(Items from a data source)
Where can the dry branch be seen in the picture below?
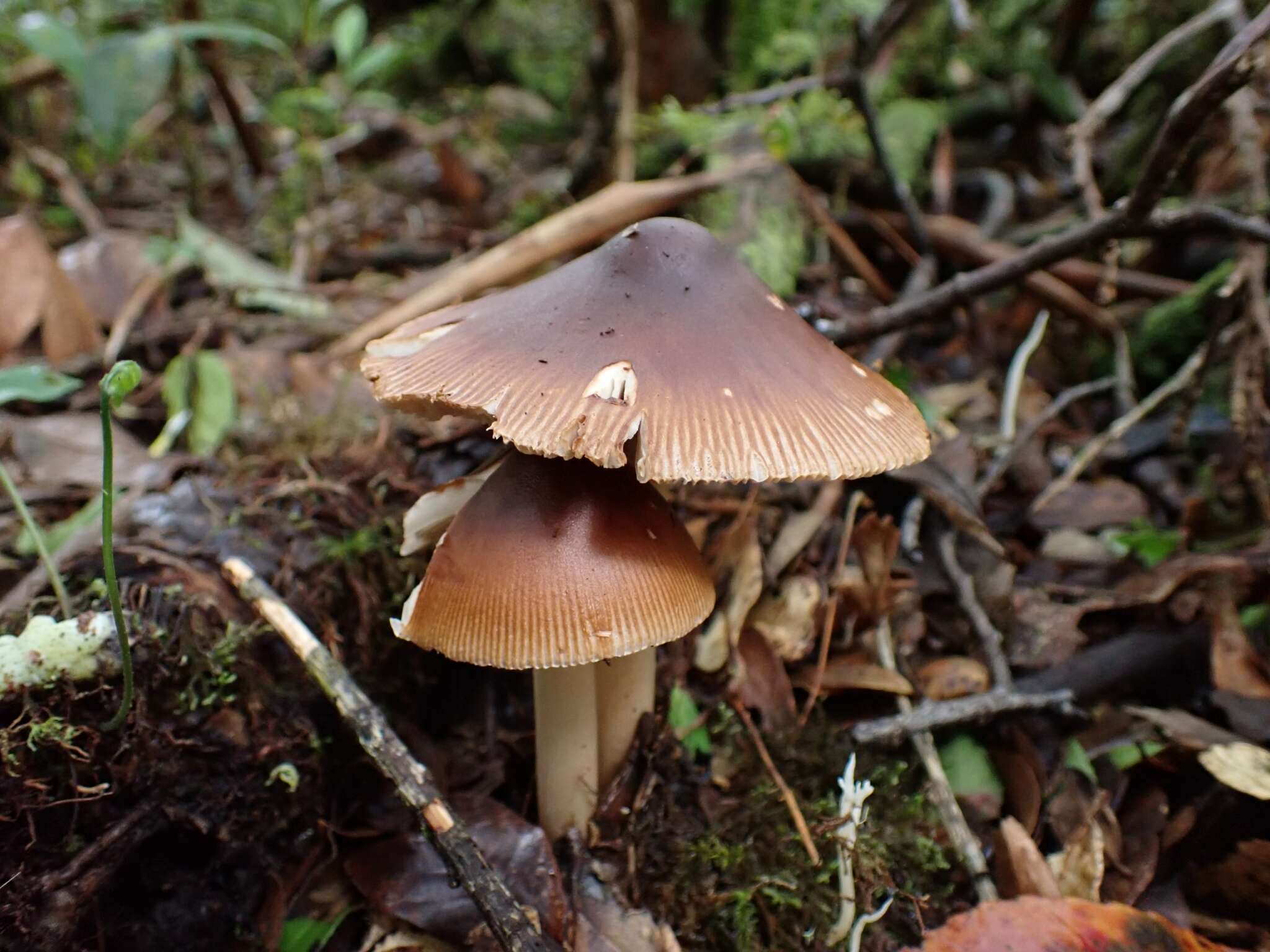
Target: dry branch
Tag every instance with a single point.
(574, 227)
(502, 913)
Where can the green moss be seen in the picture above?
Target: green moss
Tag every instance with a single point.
(745, 880)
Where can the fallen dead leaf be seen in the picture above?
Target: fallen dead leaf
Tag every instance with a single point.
(1242, 767)
(849, 673)
(1037, 924)
(1094, 506)
(801, 527)
(953, 677)
(1184, 728)
(1142, 824)
(742, 558)
(760, 681)
(606, 926)
(1235, 663)
(1044, 631)
(1019, 866)
(788, 617)
(65, 450)
(107, 267)
(35, 289)
(404, 876)
(943, 479)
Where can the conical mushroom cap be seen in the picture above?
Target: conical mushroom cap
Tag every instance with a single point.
(660, 335)
(556, 564)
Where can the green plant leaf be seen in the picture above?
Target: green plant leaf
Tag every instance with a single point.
(683, 714)
(201, 387)
(122, 380)
(349, 35)
(243, 33)
(374, 61)
(1078, 759)
(46, 36)
(125, 76)
(972, 776)
(36, 382)
(1151, 546)
(908, 128)
(305, 935)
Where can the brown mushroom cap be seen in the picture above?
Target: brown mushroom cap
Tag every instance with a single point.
(556, 564)
(665, 337)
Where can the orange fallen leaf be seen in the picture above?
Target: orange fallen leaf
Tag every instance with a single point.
(1036, 924)
(953, 677)
(848, 673)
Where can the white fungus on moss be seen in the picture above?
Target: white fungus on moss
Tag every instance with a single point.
(47, 650)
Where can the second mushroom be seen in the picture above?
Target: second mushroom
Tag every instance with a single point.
(657, 357)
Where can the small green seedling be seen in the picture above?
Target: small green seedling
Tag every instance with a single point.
(121, 381)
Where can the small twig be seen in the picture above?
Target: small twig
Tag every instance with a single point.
(1094, 448)
(831, 611)
(1116, 95)
(1137, 215)
(37, 537)
(933, 715)
(990, 638)
(593, 218)
(413, 781)
(786, 794)
(133, 309)
(941, 791)
(1015, 379)
(1235, 65)
(74, 196)
(859, 93)
(775, 93)
(1000, 464)
(626, 29)
(843, 243)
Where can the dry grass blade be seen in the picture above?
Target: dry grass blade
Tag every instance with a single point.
(574, 227)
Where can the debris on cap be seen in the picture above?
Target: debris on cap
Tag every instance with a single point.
(665, 338)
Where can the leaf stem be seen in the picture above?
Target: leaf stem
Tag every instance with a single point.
(37, 535)
(112, 583)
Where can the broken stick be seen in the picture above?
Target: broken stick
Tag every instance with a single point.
(502, 913)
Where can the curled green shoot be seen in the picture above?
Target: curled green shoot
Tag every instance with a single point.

## [THE EXERCISE]
Write out the listing above again, replacing "single point" with "one point" wherever it occurs and leaving everything else unchanged. Leave the pictures out of your answer.

## [ANSWER IN FULL]
Where can the dry branch be seen in the picture below?
Target: dry branch
Tag every instance with a one point.
(574, 227)
(502, 913)
Where can the green moss be seen in the picture above?
Target: green moss
Tag every instance with a one point.
(745, 880)
Where can the fallen dead leaf be seen in the picture above?
Target: fallen dead leaf
Tag every instance with a one point.
(1242, 767)
(849, 673)
(1037, 924)
(1094, 506)
(801, 527)
(953, 677)
(1184, 728)
(1142, 824)
(742, 558)
(760, 681)
(606, 926)
(1235, 663)
(1044, 631)
(1019, 866)
(788, 617)
(65, 450)
(107, 267)
(35, 289)
(404, 876)
(943, 479)
Where can the conical mushroom cap be seen in the picture above?
Target: conical mushroom cap
Tag every instance with a one point.
(660, 335)
(556, 564)
Where can the green plant leaf be seen in the picture above?
Target: green plant leaf
Tag every instance with a one point.
(683, 714)
(201, 387)
(122, 380)
(349, 35)
(243, 33)
(374, 61)
(1078, 759)
(46, 36)
(125, 76)
(972, 776)
(36, 382)
(1151, 546)
(908, 128)
(305, 935)
Where can the brown mushroom cap be seen in the picture above?
Target: brown mushroom cap
Tag every instance with a one point.
(556, 564)
(665, 337)
Where can the orange fallen leaf be seen in the picture above?
Target: orange fallen leaf
Tag every instance with a one point.
(1036, 924)
(953, 677)
(848, 673)
Where can the white fungus on moss be seen in the picture above?
Target: white fungus on moss
Tag every instance with a one point.
(47, 650)
Where can the second mushroom be seen in the picture above?
Target: second mushroom
Tag every instance with a one point.
(657, 357)
Where can the small green seedling be seen in the picture above?
Target: small green seedling
Tag every instance with a one point.
(121, 381)
Where can the small twig be seen in the picture above?
Target: small twig
Tag every instance with a one point.
(1094, 448)
(831, 611)
(1116, 95)
(1137, 215)
(37, 537)
(933, 715)
(990, 638)
(593, 218)
(413, 781)
(786, 794)
(133, 309)
(941, 791)
(1015, 379)
(1235, 65)
(74, 196)
(859, 93)
(775, 93)
(1000, 464)
(626, 29)
(843, 243)
Where can the dry grass blade be seen in the picture above?
Target: dry grass blade
Tag every instance with a one point.
(574, 227)
Where can the debris on cap be seen in the picture above?
Target: debris on cap
Tag every instance with a one point.
(665, 338)
Where can the leaf stem be seen in the picture above?
Target: leaf stem
Tag every instance with a one point.
(37, 535)
(112, 583)
Where can the broken stick be seen in the picture above?
Target: broken stick
Tag every instance with a one point.
(502, 913)
Where can the curled green shoot be seen in the picture above?
Target: curled green shoot
Tag every instance with a one point.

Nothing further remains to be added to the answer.